Excerpt provided:
## BEGIN

But growing up amongst firefighters and working as a firefighter wasn’t Benjamin Cunha’s only history with fire.  In August of 2005, Cunha made a decision he would come to regret “more than anything.”  He started a fire in the grass alongside a road in El Dorado County.  It would not be the only fire Cunha would light in El Dorado and Amador counties.  Over the course of that summer, and the following summer, Cunha lit numerous fires in grassy road side areas and hill side stands of oak trees.

Cunha was sentenced for those fires in 2007 and served his time in prison and on probation.  He settled back into his community, immediately getting a good job.  By the time the July 28, 2013 fire on Highway 49 started, Cunha was a successful and productive member of his community, enjoying the local county fair with friends and family.  But that didn’t matter when his presence at the Amador County Fair, a mere two miles from the fire on Highway 49, was noted by Cal Fire personnel.  After a second suspicious fire started on August 4, 2013, Ben Cunha was once again arrested and charged with arson.

“I wish I’d never done that, more than anything in my life.  But I did.  I did.”

Recently, in a phone call, Cunha explained to me why he lit the fires in 2005-2007.  He stated, “it was the stupidest decision I’ve ever made in my life, but, making $6.00 an hour and trying to support myself, I figured out, hey, I can make a few extra dollars, come in on my days off, and…I did that.  And I regret that more than anything in my life.  I also, I was trying to get a…I was being laid off, actually, in 2007, and I was trying to secure a position there.”  He gave similar reasons back in 2007, and he certainly isn’t the first person to light fires in order to profit from them.  This August 2, 2010 High Country News article gives some examples of other cases.

Cunha went on to explain, “it was a real difficult thing, there were six of us at that station, we worked in Caloma…they called us apprentice firefighters and we didn’t have a captain or anything there [they were supervised under the captain of the neighboring fire station]. I drove the fire engine.  We were there 24 hour shifts, 10 days a month…it was really hard, everybody was always just trying to scrape by because they wanted to be a firefighter so bad, they were willing to work that job for $6.00 an hour, even though you couldn’t really live on that.”

According to the book Fire Raisers, Freaks and Fiends:  Obsessive Arsonists in the California Foothills by Ed Nordskog, published in September, 2013, Cal Fire investigators were in the midst of an ongoing investigation into suspicious fires later attributed to Robert Eason, a former volunteer firefighter with the Capay Volunteer Fire Department the summer Cunha started lighting fires.  By 2006, the investigators were aware that Eason wasn’t the only person setting fires in the area. The book states that at one of the fire locations, “Cal Fire Captain and Investigator Tom Oldag found a time-delay incendiary device at this scene.  This device consisted of a single cigarette without a filter surrounded by four paper matches affixed to the cigarette with black tape.  Oldag, who was aware of the Eason fires that took place about eighty-miles away, was sure that this was not Eason’s type of device.  He now became concerned about a copycat arsonist in the area.”

Nordskog goes on to add, “Cal Fire and USFS investigators were extremely worried.  They realized they had an emerging series on their hands and the suspect was getting extremely dangerous.  The fires were all linked by location, time of day, ignition fuels, similar device, and ambient temperature.  The only factor that was good news for the investigators was that the fires were all set on days with very little wind, which every firefighter knows is the main critical factor in the spread of wild land fires.”

## END

Data:
## BEGIN

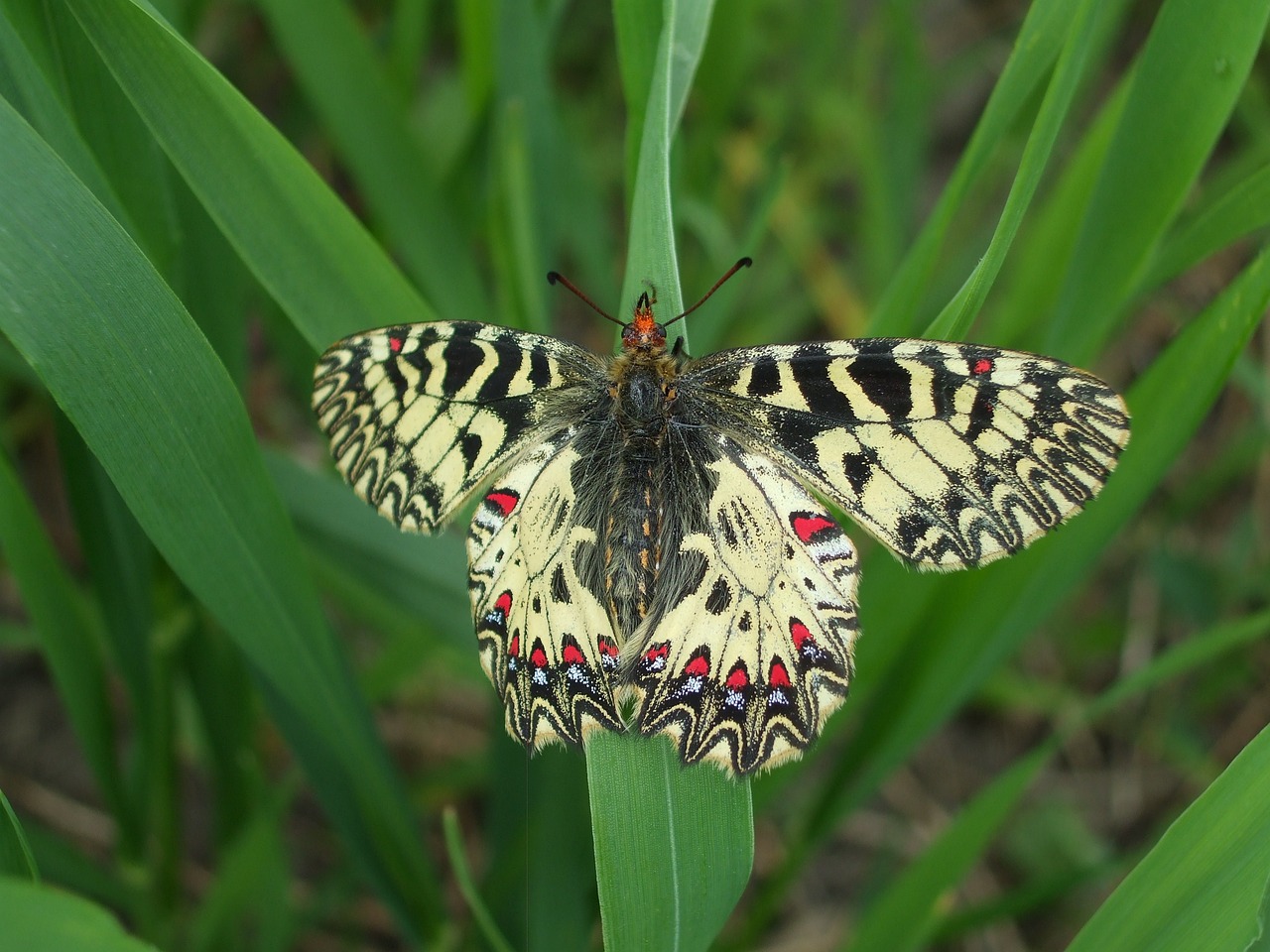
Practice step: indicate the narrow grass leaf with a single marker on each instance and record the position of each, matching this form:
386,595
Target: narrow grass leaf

## END

What needs to be done: Resume the account of Benjamin Cunha's arson case above, beginning right after its last sentence, and write the next few paragraphs.

Reply to the exercise:
In July 2007, after yet another hot afternoon fire, a “witness reported seeing a yellow and black motorcycle in the area just before the fire broke out.”  Investigators had a camera placed along Sand Ridge Road, and the film showed a “small Toyota pickup being driven by a young white male passing through the area four times prior” to another fire.  The truck was identified as belonging to Ben Cunha’s grandfather, and the motorcycle as belonging to Cunha himself.  Investigators began surveilling Cunha, and according to Nordskog’s book, they suspected him of lighting at least fifteen fires.  Nordskog writes, “Cunha’s time records showed that he was not assigned to a fire station when most of the fires were reported.”

Captain Oldag began an investigation of Cunha’s personal life.  Not surprisingly, he found that Cunha “frequently wore firefighter tee shirts, boots, and other accessories,” and he “seemed to only hang out with firefighters and at fire stations,” according to Nordskog’s book.  It seems unlikely that a young man whose life goal is to be a firefighter would avoid all things firefighting related in his off hours.

More surprisingly, Nordskog writes that Oldag also discovered that a local fire chief recalled that “when Cunha was around ten or eleven years old, he and another Cal Fire chief in the area had recognized Ben Cunha as a ‘problem-child fire setter.’  They suspected him of setting several fires in and around his family’s home and had even watched the young boy to see if they could catch him in the act.  The chief said that Ben Cunha had been such a problem a decade before that they actually had to enroll him in a juvenile fire setter counseling program.”

Both Ben Cunha and his father have denied this claim.  Ben Cunha stated to me, “that was nonsense, that didn’t happen.  I got in trouble when I was like, seven or eight years old, for playing with matches, not lighting a fire, playing with matches.  Just as an educational thing, my dad took me to talk to the prevention officer…I was never in a juvenile fire setters class.”  His father, Ed Cunha, told me that he remembered speaking with a Cal Fire firefighter, the chief mentioned by Nordskog, years ago about a program, but didn’t remember that his son had ever attended it.  He also confirmed what Ben said, that he had been playing with matches and did not start a fire.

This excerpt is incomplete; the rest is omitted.